[begin Selected excerpt]

The top of the hill is ringed by the ramparts of an Iron Age hill fort. In the centre a copse of beech trees contains the site of the 12th-century chapel of St. Catherine. There is also a mizmaze, probably cut between 1647 and 1710.

The hill was cut off from the Itchen water meadows for over a hundred years by the construction of the Didcot, Newbury and Southampton Railway in the 1890s and the Winchester By-pass (A33) in the 1930s. The railway closed in the 1960s and the road was removed following construction of the M3 motorway to the east through Twyford Down in the 1990s. Whilst this reunited the hill with its historic setting to the west, it is now largely cut off from the hills to the east. The routing of the original by-pass to the east of Winchester had been controversial and its replacement by the M3 led to a large-scale protest (see main article Twyford Down protest).

The hill was where the game of Winchester College football was played after being moved from Kingsgate Street and before moving to its modern form on pitches around the school. In 1922, money raised by The Old Wykehamist Lodge of Freemasons hosting the Public Schools Lodge's Council Festival was used to buy the hill and donate it to the college.

[end Selected excerpt]
[begin Information given]

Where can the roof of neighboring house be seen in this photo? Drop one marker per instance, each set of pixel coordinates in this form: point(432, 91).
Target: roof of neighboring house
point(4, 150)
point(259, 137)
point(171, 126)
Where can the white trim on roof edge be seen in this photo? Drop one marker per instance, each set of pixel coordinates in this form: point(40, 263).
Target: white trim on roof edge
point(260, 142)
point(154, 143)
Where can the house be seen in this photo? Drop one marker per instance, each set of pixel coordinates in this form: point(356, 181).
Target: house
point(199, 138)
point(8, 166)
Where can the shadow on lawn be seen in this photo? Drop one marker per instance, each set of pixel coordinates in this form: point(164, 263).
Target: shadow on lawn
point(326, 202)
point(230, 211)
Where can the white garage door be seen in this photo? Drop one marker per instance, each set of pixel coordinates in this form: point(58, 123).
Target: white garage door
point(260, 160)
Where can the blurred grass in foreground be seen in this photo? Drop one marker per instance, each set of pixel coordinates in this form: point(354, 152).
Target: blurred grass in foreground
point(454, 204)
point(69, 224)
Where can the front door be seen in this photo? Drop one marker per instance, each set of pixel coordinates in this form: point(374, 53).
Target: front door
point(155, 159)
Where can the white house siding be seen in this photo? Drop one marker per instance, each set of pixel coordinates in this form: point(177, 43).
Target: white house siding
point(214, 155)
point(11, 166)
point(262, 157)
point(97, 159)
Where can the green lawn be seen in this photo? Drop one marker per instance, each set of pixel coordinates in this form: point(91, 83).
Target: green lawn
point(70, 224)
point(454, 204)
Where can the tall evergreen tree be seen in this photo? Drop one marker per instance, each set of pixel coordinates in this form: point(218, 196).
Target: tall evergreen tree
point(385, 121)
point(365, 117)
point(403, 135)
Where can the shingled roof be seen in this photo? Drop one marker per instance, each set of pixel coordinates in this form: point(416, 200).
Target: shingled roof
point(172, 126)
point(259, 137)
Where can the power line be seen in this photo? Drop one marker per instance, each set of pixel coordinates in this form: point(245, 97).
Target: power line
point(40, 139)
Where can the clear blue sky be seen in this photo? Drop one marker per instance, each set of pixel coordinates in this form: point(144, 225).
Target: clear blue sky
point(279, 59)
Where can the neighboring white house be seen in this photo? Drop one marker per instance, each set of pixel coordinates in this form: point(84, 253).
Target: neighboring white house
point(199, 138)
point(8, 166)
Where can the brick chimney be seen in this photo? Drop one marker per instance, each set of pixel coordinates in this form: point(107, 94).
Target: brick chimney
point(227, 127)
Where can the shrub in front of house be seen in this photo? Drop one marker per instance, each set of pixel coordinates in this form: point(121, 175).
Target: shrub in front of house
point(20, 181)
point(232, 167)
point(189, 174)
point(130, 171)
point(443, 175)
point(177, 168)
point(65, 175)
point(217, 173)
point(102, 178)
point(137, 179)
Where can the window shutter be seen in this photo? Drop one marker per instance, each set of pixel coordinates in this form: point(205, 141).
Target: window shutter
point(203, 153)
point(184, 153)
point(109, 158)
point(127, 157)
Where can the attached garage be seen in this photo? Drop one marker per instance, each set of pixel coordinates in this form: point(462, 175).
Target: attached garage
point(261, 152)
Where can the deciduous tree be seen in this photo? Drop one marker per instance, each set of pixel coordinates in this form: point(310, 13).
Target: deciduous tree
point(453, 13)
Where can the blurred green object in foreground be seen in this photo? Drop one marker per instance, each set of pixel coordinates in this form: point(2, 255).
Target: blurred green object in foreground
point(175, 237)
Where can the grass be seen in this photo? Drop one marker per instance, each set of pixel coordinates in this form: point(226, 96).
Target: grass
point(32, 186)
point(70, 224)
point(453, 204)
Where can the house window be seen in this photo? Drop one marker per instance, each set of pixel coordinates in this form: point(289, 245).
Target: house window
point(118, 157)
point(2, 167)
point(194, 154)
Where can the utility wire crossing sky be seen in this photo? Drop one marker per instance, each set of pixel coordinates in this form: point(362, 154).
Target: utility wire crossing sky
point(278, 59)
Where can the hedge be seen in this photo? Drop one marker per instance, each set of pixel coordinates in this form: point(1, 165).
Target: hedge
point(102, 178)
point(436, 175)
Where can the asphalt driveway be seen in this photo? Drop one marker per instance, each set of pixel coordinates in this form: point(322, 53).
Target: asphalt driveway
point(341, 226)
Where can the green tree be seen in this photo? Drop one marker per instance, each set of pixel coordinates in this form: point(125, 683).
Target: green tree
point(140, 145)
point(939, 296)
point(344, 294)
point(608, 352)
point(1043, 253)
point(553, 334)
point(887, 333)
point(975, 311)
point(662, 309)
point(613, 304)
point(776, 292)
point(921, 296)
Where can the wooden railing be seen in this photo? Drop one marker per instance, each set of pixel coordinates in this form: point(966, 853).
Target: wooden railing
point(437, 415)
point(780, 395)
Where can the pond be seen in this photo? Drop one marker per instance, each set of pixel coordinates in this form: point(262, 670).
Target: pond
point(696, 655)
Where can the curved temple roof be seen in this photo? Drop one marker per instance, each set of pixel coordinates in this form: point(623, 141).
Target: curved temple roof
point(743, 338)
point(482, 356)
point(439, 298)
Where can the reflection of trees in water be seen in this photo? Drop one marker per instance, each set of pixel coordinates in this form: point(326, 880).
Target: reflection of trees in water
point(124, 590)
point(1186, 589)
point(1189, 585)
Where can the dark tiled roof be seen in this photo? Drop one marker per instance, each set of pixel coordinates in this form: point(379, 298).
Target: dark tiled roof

[end Information given]
[begin Information given]

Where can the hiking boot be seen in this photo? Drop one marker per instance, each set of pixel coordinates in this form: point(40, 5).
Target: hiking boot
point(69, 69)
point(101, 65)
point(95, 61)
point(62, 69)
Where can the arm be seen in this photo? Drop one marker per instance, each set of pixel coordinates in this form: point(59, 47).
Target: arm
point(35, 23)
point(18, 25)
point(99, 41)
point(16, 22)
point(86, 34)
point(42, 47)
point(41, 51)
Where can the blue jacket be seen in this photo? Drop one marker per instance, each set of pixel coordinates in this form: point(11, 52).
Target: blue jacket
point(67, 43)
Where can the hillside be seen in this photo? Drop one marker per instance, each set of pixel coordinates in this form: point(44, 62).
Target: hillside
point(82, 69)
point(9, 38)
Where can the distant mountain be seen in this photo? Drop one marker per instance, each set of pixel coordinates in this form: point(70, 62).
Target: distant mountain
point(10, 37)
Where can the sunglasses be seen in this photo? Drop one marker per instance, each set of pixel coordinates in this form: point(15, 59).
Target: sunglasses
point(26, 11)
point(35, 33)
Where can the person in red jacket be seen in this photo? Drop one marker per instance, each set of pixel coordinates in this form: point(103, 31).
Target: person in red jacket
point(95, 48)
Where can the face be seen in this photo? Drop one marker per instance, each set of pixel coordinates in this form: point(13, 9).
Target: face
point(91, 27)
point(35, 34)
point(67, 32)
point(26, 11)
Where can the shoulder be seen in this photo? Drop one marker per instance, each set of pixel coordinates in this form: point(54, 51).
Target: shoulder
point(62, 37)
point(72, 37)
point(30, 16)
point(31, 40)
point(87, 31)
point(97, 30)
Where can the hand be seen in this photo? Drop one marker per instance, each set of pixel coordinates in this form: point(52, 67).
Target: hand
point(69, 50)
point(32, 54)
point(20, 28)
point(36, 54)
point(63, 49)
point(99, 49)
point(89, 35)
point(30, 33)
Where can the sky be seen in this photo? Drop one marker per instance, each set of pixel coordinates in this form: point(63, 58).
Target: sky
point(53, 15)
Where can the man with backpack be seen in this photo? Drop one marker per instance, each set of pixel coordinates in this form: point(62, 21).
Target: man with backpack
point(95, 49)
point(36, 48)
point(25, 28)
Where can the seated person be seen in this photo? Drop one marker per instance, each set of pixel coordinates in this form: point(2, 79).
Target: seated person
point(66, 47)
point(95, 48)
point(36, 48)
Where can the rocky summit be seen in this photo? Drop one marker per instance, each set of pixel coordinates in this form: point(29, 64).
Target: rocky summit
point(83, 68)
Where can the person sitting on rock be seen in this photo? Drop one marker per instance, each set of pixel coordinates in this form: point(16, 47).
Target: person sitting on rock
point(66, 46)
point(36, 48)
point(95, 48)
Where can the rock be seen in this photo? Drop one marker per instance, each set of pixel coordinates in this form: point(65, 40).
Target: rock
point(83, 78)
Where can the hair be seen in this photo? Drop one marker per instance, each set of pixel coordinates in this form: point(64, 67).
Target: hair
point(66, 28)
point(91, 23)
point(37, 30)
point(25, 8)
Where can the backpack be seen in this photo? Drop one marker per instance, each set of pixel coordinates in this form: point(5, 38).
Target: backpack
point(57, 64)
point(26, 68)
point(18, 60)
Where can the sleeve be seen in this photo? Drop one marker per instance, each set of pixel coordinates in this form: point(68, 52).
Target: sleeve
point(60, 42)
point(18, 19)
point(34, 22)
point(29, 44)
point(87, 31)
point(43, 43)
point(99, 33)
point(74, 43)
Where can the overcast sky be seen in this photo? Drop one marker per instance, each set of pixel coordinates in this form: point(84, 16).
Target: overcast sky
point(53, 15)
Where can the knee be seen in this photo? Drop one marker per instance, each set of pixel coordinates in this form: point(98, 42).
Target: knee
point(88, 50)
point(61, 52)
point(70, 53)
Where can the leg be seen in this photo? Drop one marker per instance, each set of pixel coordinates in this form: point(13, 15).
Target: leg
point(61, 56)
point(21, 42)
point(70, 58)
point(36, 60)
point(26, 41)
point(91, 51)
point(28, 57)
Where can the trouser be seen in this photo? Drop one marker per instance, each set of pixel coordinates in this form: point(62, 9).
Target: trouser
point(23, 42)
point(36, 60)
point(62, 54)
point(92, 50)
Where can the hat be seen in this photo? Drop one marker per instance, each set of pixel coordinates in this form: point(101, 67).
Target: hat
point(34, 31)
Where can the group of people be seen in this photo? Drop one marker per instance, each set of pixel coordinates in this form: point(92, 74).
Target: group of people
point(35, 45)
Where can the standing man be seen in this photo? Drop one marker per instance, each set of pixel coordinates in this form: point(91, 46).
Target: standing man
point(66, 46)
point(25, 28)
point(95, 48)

[end Information given]

= Jobs =
a) In the passage about the hill near Winchester, what construction in the 1890s cut the hill off from the Itchen water meadows?
b) Extend the passage about the hill near Winchester with what follows its final sentence.

= Responses =
a) The Didcot, Newbury and Southampton Railway.

b)
Winchester College pupils and teachers assemble twice a year, early in the morning, on top of the hill in one of its customs, "Morning Hills"; this is the only regular whole-school assembly practised by the college.

Geology

Structurally, St. Catherine's Hill is part of the Winchester anticline. This is an upfold in the chalk at the western end of the South Downs. In the Winchester area the core of the anticline has eroded to expose older rocks in Chilcomb, Bar End and Winchester itself, leaving a near complete ring of inward-facing chalk scarp slopes including Magdalen (Morn) Hill to the north, Chilcomb Down and Telegraph Hill to the east, Deacon Hill, Twyford Down and St. Catherine's to the south and Oliver's Battery to the west. Whilst the highest part of the main ring of hills (which reaches up to  at Cheesefoot Head) is of the 'Lewes Nodular Chalk Formation', St. Catherine's is of the slightly older 'New Pit Chalk Formation'. Both date from the Turonian stage of the Upper Cretaceous. St. Catherine's Hill is separated from the higher Twyford Down by the dramatic dry valley known as Plague Pits Valley to the east and south, and truncated by the valley of the River Itchen to the west.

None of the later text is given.